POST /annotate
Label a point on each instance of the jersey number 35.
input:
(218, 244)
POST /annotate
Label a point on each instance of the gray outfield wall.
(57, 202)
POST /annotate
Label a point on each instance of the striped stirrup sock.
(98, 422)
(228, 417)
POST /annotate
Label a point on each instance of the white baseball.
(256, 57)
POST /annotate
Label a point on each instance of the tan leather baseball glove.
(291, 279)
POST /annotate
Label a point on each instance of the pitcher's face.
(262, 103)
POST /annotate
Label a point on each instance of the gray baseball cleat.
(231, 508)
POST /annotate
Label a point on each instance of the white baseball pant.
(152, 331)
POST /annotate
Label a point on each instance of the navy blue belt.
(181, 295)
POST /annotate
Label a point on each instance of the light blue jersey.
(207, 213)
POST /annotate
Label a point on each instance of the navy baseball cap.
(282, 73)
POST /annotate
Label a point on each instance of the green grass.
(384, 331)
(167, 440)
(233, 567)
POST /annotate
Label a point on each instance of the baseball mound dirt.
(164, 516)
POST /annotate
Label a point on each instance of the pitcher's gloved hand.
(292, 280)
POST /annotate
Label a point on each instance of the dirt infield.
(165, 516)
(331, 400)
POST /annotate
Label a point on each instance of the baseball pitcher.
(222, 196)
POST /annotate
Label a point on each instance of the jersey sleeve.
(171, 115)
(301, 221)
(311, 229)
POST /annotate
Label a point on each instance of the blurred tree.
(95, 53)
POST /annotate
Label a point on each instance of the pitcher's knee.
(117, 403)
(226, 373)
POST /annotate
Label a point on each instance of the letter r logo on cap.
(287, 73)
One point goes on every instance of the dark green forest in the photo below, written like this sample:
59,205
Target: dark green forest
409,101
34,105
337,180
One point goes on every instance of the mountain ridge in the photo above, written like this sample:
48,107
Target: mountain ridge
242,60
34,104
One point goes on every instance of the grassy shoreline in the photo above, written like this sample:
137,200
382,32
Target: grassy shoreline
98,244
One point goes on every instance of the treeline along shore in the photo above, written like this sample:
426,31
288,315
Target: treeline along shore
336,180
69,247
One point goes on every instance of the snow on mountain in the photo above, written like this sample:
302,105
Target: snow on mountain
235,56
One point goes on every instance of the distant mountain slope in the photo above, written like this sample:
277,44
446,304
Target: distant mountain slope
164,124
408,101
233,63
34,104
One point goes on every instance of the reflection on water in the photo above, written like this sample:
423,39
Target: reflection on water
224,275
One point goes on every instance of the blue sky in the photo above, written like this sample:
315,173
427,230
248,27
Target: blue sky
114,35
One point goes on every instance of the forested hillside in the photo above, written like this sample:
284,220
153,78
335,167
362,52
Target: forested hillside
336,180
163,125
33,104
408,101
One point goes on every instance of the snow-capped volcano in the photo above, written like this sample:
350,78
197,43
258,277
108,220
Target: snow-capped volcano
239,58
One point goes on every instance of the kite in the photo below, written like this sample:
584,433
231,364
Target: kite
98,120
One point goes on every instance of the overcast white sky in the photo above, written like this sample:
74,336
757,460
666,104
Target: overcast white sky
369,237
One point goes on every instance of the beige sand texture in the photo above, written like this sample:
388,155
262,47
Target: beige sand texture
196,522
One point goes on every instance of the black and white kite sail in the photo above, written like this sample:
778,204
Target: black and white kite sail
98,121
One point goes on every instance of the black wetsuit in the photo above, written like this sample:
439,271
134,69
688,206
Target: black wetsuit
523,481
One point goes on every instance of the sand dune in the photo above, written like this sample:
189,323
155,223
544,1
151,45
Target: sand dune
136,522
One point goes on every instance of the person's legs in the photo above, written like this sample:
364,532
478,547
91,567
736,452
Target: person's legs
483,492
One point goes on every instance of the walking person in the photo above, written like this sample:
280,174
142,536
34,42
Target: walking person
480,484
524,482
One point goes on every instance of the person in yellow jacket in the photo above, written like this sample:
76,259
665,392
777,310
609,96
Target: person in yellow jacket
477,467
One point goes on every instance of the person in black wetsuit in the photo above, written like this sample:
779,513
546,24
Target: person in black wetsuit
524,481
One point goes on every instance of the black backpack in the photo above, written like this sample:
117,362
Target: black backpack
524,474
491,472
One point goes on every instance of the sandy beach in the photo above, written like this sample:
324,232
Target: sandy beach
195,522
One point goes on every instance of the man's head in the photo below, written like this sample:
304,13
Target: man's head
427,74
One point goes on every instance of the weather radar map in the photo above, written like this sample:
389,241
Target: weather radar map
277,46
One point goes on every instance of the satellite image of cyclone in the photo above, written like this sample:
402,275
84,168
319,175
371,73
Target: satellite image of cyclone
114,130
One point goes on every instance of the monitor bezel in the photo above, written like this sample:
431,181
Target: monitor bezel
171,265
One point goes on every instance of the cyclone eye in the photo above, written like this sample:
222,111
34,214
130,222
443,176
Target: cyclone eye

--

Copy the records again, substituting "occurrence" for every "instance" and changing nothing else.

→ **Finished exercise**
POST /annotate
Label a point on each occurrence of the jersey number 35.
input:
(218, 244)
POST /annotate
Label a point on each occurrence of the gray outfield wall.
(57, 202)
POST /annotate
Label a point on each occurrence of the striped stirrup sock.
(98, 422)
(228, 417)
POST /annotate
Label a point on each occurrence of the white baseball.
(256, 57)
POST /annotate
Label a point on each occurrence of the tan leather baseball glove.
(291, 279)
POST /annotate
Label a point on each occurrence of the pitcher's face.
(262, 103)
POST /annotate
Label a point on each occurrence of the gray baseball cleat.
(231, 508)
POST /annotate
Label a point on each occurrence of the white baseball pant.
(152, 331)
POST /annotate
Label a point on each occurrence of the navy blue belt.
(181, 295)
POST /annotate
Label a point on each occurrence of the light blue jersey.
(207, 213)
POST /annotate
Label a point on each occurrence of the navy baseball cap.
(282, 73)
POST /annotate
Label a point on each occurrence of the green grass.
(384, 331)
(167, 440)
(233, 567)
POST /annotate
Label a point on each occurrence of the baseball mound dirt.
(164, 516)
POST /annotate
Label a point on each occurrence of the pitcher's gloved hand.
(292, 280)
POST /annotate
Label a point on each occurrence of the dirt infield.
(165, 516)
(331, 400)
POST /annotate
Label a point on each occurrence of the baseball pitcher.
(222, 196)
POST /annotate
Label a point on each occurrence of the jersey sleeve.
(171, 115)
(301, 221)
(311, 229)
POST /annotate
Label a point on each occurrence of the blurred tree.
(95, 53)
POST /annotate
Label a point on each occurrence of the pitcher's knee.
(117, 403)
(226, 373)
POST /annotate
Label a point on each occurrence of the letter r logo on cap.
(287, 73)
One point goes on every occurrence of the dark green forest in the photo below, written like this sample:
59,205
Target: dark green forest
409,101
34,105
337,180
One point goes on every occurrence of the mountain ridge in the photo above, written like this sample:
48,107
Target: mountain ridge
242,60
34,104
One point goes on every occurrence of the grassy shoreline in the photo above, written like this sample:
137,200
382,32
Target: grassy shoreline
98,244
One point goes on every occurrence of the treeline along shore in the photo above, written like this sample:
426,31
288,315
Target: treeline along shore
336,180
69,247
One point goes on every occurrence of the snow on mountain in the photo above, written like this sample:
302,105
Target: snow on mountain
235,56
One point goes on every occurrence of the distant mountain slope in the photo above, written like this sample:
277,44
446,304
Target: distant mountain slope
164,124
408,101
233,63
34,104
One point goes on every occurrence of the reflection on water in the photo above, written like this sample:
423,39
Target: reflection on water
224,275
One point goes on every occurrence of the blue sky in the photo above, written like this sample:
315,173
427,230
248,27
Target: blue sky
114,35
One point goes on every occurrence of the forested hillside in the photo above, written like this sample:
284,220
153,78
335,167
362,52
Target: forested hillside
336,180
163,125
33,104
408,101
One point goes on every occurrence of the snow-capped volcano in the photo above, written like this sample:
350,78
197,43
258,277
108,220
Target: snow-capped volcano
239,58
One point goes on every occurrence of the kite in the photo below, written like this sample:
584,433
231,364
Target: kite
98,120
One point goes on every occurrence of the overcast white sky in the photo above, written like this sample:
74,336
757,460
666,104
Target: overcast white sky
369,237
One point goes on every occurrence of the beige sand texture in the photo above, written like this sample:
388,155
262,47
Target: beige sand texture
196,522
One point goes on every occurrence of the black and white kite sail in the photo above, written like this sample:
778,204
Target: black and white kite sail
98,121
One point goes on every occurrence of the black wetsuit in the photo above, written like this sample:
439,271
134,69
688,206
Target: black wetsuit
523,481
One point goes on every occurrence of the sand dune in the photo above, written like this sample:
189,323
155,223
544,1
151,45
Target: sand dune
136,522
One point goes on every occurrence of the person's legs in the photo above, written like this sample:
364,532
478,547
91,567
736,452
Target: person's legs
483,492
One point goes on every occurrence of the walking person in the photo above, written like this sample:
280,174
142,536
34,42
Target: walking person
480,484
524,482
One point goes on every occurrence of the person in yellow jacket in the photo above, written like this sample:
76,259
665,392
777,310
609,96
Target: person in yellow jacket
477,467
One point goes on every occurrence of the person in black wetsuit in the photo above, written like this sample:
779,513
546,24
Target: person in black wetsuit
524,481
One point goes on every occurrence of the black backpack in the photo above, written like this sample:
117,362
Target: black backpack
524,474
491,472
One point goes on every occurrence of the sandy beach in the photo above, written like this sample:
324,232
Target: sandy beach
195,522
One point goes on every occurrence of the man's head in the photo below, written like this sample:
304,13
Target: man's head
427,74
One point goes on every occurrence of the weather radar map in the photo above, written like this sample:
389,241
Target: weather radar map
277,46
One point goes on every occurrence of the satellite image of cyclone in the photo above, written like this sample:
402,275
84,168
319,175
371,73
Target: satellite image of cyclone
114,130
One point goes on every occurrence of the monitor bezel in the photo above, written like this sample:
431,181
Target: monitor bezel
171,265
One point goes on every occurrence of the cyclone eye in the photo above, written like this sample:
222,111
34,214
130,222
443,176
Target: cyclone eye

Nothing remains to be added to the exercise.